Permit me a personal testimony. I'm an immigrant from the bayous of Louisiana. I came to New York to do better; I came to New York to "make it." Upon my arrival, all I heard was how bad and mad things and people were. I continuously heard about "the good old days." "New York has seen its best days."
Persons were still being elected to office, programs were still being set up, and talk of fluctuating funds continued to be the topic of concern. "Why now, when I arrived?" I wondered. Am I personally responsible, I would periodically ask myself. I came to "make it!"
Well, since I've started seeing and coming together with others, my definition of "making it" has changed.
"Making it" meant to put a roof over my head, my family's security, to soar in my parish work. I discovered my vision was too common and my goals were too limited. I now know that I am my brother's keeper and my brother is mine.
We are so glad that "the silly season" is over. You know "the silly season": that period wherein certain individuals declare themselves candidates for the highest office in the land, and spend enormous amounts of money, telling us how they are going to save us money. They spend time and energy selling us promises that are seldom kept. One tells us about something that he has little information on, the other ekes out information enough to bend our vision to his. The third tells us not to trust the other two, he will get the job done. Silly! And let's not forget the vicious senatorial race—$20,000,000 and not one issue pertinent to us was discussed.
It's a terrible thing to be ignored; to be treated as if you are not.
For us now, November third and any other comparative date is the low point of Democracy. November third: the auditor time line revealing the escalating cost of the isolated vote. If we vote on November third as though it was a miraculous, Cairotic moment, hope will take a permanent vacation, and history will become a record of the same old mistakes made over and over again.
The difference between November third and November fourth is the difference between the wedding and the marriage. Too much emphasis on the wedding throws the marriage into reverse, sets the driver up for disappointment, and is even detrimental to pedestrians. November fourth is real politics for us!
If we rely on November third only, the homeless population will increase; the economic deficit will rise; miseducation will remain the order of the day; health care will become a nightmare in and of itself; crime will become a more attractive career for white collars, blue collars, and those with no shirt at all, particularly African-Americans, my brothers and sisters, sons and daughters; poverty will surely be lifted by the world as America's great contradiction; the fires of racial hatred will be fueled and the city will become an inferno; family values will not be necessary for there will be no families to incubate or inculcate these values, again particularly in communities of people of color and language. Our churches, synagogues, mosques and temples will swell for a season, merely to empty because of hopes and dreams deferred.

▸ **Input data**:
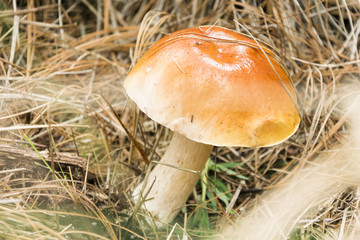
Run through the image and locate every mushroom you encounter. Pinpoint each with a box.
[124,26,300,223]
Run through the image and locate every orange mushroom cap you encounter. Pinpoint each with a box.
[124,26,300,147]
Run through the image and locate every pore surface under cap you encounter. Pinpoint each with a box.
[124,26,300,146]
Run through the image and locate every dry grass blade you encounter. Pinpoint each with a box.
[0,0,360,240]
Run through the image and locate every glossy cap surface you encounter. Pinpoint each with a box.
[124,26,300,147]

▸ **Set of tasks**:
[a] In the speech about Election Day, how much does the speaker say the senatorial race cost?
[b] Say whether each statement agrees with the speech about Election Day. Answer yes or no for each, and quote the words of the speech that decide it.
(i) The speaker moved to New York from Louisiana.
(ii) The speaker says the original goals were broad enough.
(iii) The speaker calls November fourth real politics.
[c] Pick up the speech about Election Day at its last sentence and carry it forward.

▸ **Written answers**:
[a] $20,000,000, with not one issue pertinent to the speaker's community discussed.

[b]
(i) Yes: "I'm an immigrant from the bayous of Louisiana."
(ii) No: "I discovered my vision was too common and my goals were too limited."
(iii) Yes: "November fourth is real politics for us!"

[c]
Langston Hughes put it poetically, "What happens to a dream deferred? Does it dry up like a raisin in the sun? Or fester like a sore and then run? Does it stink like rotten meat? Or crust and sugar like syrupy sweet? Maybe it just sags like a heavy load. Or does it explode?"
No! No! No! November third is not it. The president-elect cannot do it alone. And somebody needs to tell him and his family and staff that they cannot do it alone. They need us, and we must make ourselves available that we might together save the central cities of America and the families and institutions that are so central to the central cities. It's November fourth. In fact it's November twelfth—later than you think! You see, "pulling the lever" is more privilege than responsibility. The hope is in our sensing, seeing, saying, and strategizing our responsibility in the democratic process. As it pertains to lever-pulling, private and partisan sectors are narrowly self-interested. Lever-pulling isolates and polarizes. And the one with the most votes not necessarily the winner. The survivor then maintains existence by catering to special interests.
We decided that for our families and communities to be made whole that we must diagnose the illnesses and become primary architects in the prognosis toward rehabilitation.
So we recognize that we are special and we have interests.
The art of building relationships, the craft of weaving and reweaving the strands of relationships that hold us together in a society, is so little understood and practiced that we are on the brink of political and social threats that we have not yet imagined. We live and work and worship in a city of schools—business schools, social work schools, nursing schools, education schools. But these schools have largely failed to teach the simple art of coming together across the boundaries of race, class, and gender in public relationships. They teach technique. They teach content. But they haven't taught the art of relationships. We have police officers and teachers and nurses and pastors and rabbis who do not understand the medium of their message—the medium of and wisdom and trust to be transmitted. "Come, let us . . ."
Like seeing the distress, the simplicity is deceptive. And because we are deceived—because we think we understand the art of relationships, or have grown tired of practicing it, or believe it is something for those much younger and of lesser status than ourselves—we don't know why things don't work so well. We don't why the new program fails. We don't know why the additional money gets squandered. We don't know why the technical solution doesn't work.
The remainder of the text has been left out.